• [MATERIAL SHOWN]:
■ ■ ■ ■ ■
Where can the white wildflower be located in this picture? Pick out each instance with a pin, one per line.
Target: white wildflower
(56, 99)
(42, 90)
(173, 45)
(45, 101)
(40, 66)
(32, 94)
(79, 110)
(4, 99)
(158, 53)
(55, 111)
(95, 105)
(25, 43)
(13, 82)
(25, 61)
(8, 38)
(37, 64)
■ ■ ■ ■ ■
• [WORK ORDER]: Return the listing above in full, character for character.

• [TASK ANSWER]:
Where can the white wildflower be located in this picture? Pick out each instance with a pin, one per line.
Target: white wildflower
(56, 99)
(42, 90)
(173, 45)
(45, 101)
(40, 66)
(32, 94)
(79, 110)
(4, 99)
(158, 53)
(55, 111)
(95, 105)
(25, 43)
(13, 82)
(25, 61)
(8, 38)
(37, 64)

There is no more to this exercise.